◆ Task description:
Copy out every line of the listing below unchanged, omitting the pictures.

◆ Material for this exercise:

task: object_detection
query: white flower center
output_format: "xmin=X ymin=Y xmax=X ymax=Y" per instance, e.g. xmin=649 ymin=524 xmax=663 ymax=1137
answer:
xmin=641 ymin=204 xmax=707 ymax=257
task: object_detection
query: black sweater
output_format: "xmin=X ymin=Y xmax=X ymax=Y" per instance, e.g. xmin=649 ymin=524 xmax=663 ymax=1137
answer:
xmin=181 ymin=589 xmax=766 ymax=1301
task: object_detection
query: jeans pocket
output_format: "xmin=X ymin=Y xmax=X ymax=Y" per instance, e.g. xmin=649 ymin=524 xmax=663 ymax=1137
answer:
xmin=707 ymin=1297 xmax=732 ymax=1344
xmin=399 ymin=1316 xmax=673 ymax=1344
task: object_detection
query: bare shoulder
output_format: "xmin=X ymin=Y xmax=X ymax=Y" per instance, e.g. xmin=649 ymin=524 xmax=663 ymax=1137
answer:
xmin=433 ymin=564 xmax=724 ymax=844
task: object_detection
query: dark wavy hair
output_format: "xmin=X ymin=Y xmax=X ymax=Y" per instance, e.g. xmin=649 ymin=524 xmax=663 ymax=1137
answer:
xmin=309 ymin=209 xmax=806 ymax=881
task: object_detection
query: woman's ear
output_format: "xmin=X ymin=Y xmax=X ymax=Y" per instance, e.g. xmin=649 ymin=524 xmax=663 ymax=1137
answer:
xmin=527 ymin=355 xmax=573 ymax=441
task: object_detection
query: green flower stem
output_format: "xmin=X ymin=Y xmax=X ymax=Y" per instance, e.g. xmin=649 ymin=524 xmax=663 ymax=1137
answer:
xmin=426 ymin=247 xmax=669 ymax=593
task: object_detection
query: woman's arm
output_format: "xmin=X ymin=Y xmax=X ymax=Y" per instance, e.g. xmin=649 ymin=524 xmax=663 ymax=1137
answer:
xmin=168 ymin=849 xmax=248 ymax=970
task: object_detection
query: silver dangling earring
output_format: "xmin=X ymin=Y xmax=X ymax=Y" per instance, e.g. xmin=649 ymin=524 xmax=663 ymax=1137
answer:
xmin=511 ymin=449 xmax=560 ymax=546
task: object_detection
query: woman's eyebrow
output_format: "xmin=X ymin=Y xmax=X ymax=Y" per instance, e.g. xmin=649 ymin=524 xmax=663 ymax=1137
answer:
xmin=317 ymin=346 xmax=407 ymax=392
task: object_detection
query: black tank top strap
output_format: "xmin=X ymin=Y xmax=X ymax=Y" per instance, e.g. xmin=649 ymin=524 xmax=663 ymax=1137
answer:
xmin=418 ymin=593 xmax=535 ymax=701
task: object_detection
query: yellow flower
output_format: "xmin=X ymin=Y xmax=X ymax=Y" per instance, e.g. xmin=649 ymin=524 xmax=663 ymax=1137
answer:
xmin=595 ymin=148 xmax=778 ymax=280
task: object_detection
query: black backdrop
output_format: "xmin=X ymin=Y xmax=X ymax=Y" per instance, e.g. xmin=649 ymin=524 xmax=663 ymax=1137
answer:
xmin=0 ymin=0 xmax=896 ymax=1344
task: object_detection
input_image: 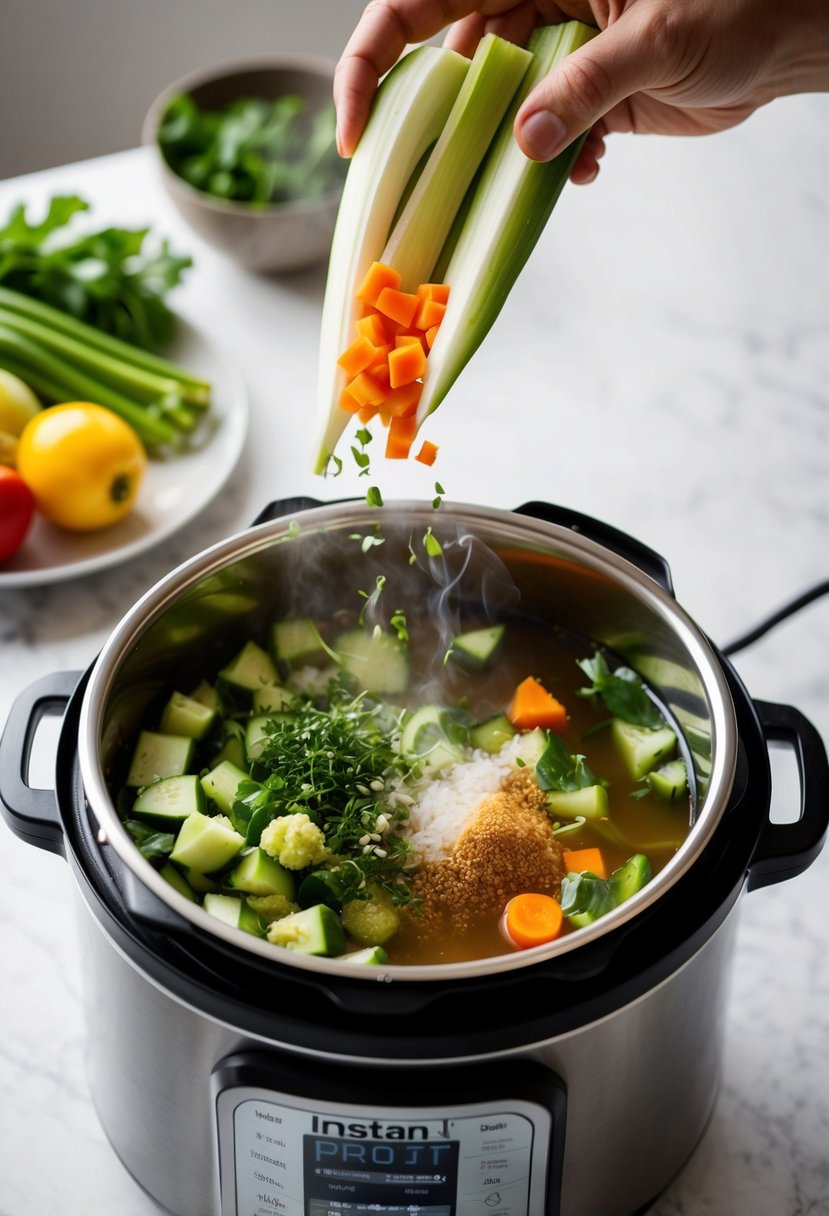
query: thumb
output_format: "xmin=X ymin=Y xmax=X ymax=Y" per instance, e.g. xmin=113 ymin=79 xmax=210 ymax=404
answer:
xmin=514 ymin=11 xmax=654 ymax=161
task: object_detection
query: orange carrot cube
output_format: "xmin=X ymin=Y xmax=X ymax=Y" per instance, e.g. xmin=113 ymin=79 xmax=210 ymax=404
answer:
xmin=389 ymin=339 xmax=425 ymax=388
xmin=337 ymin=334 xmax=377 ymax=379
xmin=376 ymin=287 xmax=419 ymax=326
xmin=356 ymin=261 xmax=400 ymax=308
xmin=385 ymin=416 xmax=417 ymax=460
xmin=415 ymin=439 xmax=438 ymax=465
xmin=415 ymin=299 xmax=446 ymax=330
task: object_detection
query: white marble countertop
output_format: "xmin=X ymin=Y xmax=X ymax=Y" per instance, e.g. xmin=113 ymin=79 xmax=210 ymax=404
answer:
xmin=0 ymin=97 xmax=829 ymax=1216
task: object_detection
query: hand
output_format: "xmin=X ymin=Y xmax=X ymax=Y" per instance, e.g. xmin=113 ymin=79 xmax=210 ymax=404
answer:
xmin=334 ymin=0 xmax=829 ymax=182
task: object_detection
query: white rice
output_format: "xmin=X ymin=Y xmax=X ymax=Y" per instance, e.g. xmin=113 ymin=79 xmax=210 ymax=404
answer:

◆ Expected answer:
task: object_detection
query: white flower center
output_format: "xmin=X ymin=Y xmax=X ymax=Y" per instance, e.g. xmin=649 ymin=524 xmax=663 ymax=1137
answer:
xmin=641 ymin=204 xmax=707 ymax=257
task: object_detection
query: black sweater
output_format: "xmin=X ymin=Y xmax=X ymax=Y" per instance, e.g. xmin=649 ymin=524 xmax=663 ymax=1137
answer:
xmin=181 ymin=589 xmax=766 ymax=1301
task: object_detection
query: jeans pocket
output_format: "xmin=X ymin=Y xmax=X ymax=Y" per instance, e.g. xmin=649 ymin=524 xmax=663 ymax=1137
answer:
xmin=707 ymin=1297 xmax=732 ymax=1344
xmin=399 ymin=1316 xmax=673 ymax=1344
task: object_detection
query: bare shoulder
output_format: "xmin=X ymin=Y xmax=X ymax=Y" per instance, e.g. xmin=649 ymin=524 xmax=663 ymax=1137
answer:
xmin=433 ymin=564 xmax=724 ymax=844
task: object_detection
query: dark wavy hair
output_format: "xmin=X ymin=Y xmax=X ymax=Y" per instance, e.g. xmin=649 ymin=524 xmax=663 ymax=1137
answer:
xmin=309 ymin=209 xmax=806 ymax=881
task: object_detection
query: woman's ear
output_format: "xmin=X ymin=Y xmax=X ymax=Y" per instance, e.g. xmin=649 ymin=524 xmax=663 ymax=1137
answer:
xmin=527 ymin=355 xmax=573 ymax=441
task: object_detection
query: green flower stem
output_format: "xmin=X ymin=Y xmax=X ymax=Y" per instance, e.g. xmin=649 ymin=524 xmax=663 ymax=1137
answer:
xmin=426 ymin=247 xmax=669 ymax=593
task: object_detection
query: woman's arm
output_format: "xmin=X ymin=Y xmax=X ymax=Y" per instance, e.g. xmin=649 ymin=524 xmax=663 ymax=1137
answer:
xmin=168 ymin=849 xmax=248 ymax=970
task: object_detection
query: silver dangling earring
output_format: "xmin=X ymin=Y xmax=X ymax=Y" per instance, e.g. xmin=649 ymin=524 xmax=663 ymax=1137
answer:
xmin=511 ymin=449 xmax=560 ymax=546
task: object_detection
query: woman's eyebrow
output_format: "xmin=X ymin=Y xmax=X ymax=Y" per instance, e.g. xmin=649 ymin=524 xmax=663 ymax=1137
answer:
xmin=317 ymin=346 xmax=407 ymax=392
task: object_detection
query: black tank top strap
output_format: "xmin=X ymin=Y xmax=X ymax=Y" per instance, e.g. xmin=649 ymin=524 xmax=663 ymax=1137
answer:
xmin=418 ymin=593 xmax=535 ymax=701
task: object_detection
query: yellow flower
output_format: "xmin=X ymin=Y xmax=X ymax=Y" per instance, e.g. xmin=649 ymin=524 xmax=663 ymax=1137
answer:
xmin=595 ymin=148 xmax=778 ymax=280
task: object_detection
query: black backdrop
output_format: "xmin=X ymin=Y xmax=X ymax=Y" per instance, e.g. xmin=649 ymin=524 xmax=663 ymax=1137
answer:
xmin=0 ymin=0 xmax=896 ymax=1344
task: object_detection
input_image: 
query: thumb
output_format: "xmin=X ymin=Y xmax=X ymax=Y" per instance, e.g. xmin=113 ymin=79 xmax=210 ymax=404
answer:
xmin=514 ymin=11 xmax=654 ymax=161
task: object_detection
query: orange carrot cube
output_format: "xmin=X ymin=Y xmax=X ymax=Y" per instance, e.g. xmin=113 ymin=79 xmax=210 ymax=404
answer:
xmin=389 ymin=339 xmax=425 ymax=388
xmin=337 ymin=334 xmax=377 ymax=379
xmin=376 ymin=287 xmax=419 ymax=326
xmin=356 ymin=261 xmax=400 ymax=308
xmin=385 ymin=416 xmax=417 ymax=460
xmin=415 ymin=439 xmax=438 ymax=465
xmin=415 ymin=299 xmax=446 ymax=330
task: object_detection
query: white marble countertop
output_format: "xmin=X ymin=Y xmax=X ymax=Y" per instance, e.g. xmin=113 ymin=79 xmax=210 ymax=404
answer:
xmin=0 ymin=97 xmax=829 ymax=1216
task: object_detection
query: hand
output_format: "xmin=X ymin=Y xmax=X ymax=Y" per instance, e.g. xmin=113 ymin=79 xmax=210 ymax=404
answer:
xmin=334 ymin=0 xmax=829 ymax=182
task: object_detection
query: white rice
output_format: "xmin=X ymin=Y xmax=X ymax=Y" per instance, e.g. xmin=113 ymin=79 xmax=210 ymax=404
answer:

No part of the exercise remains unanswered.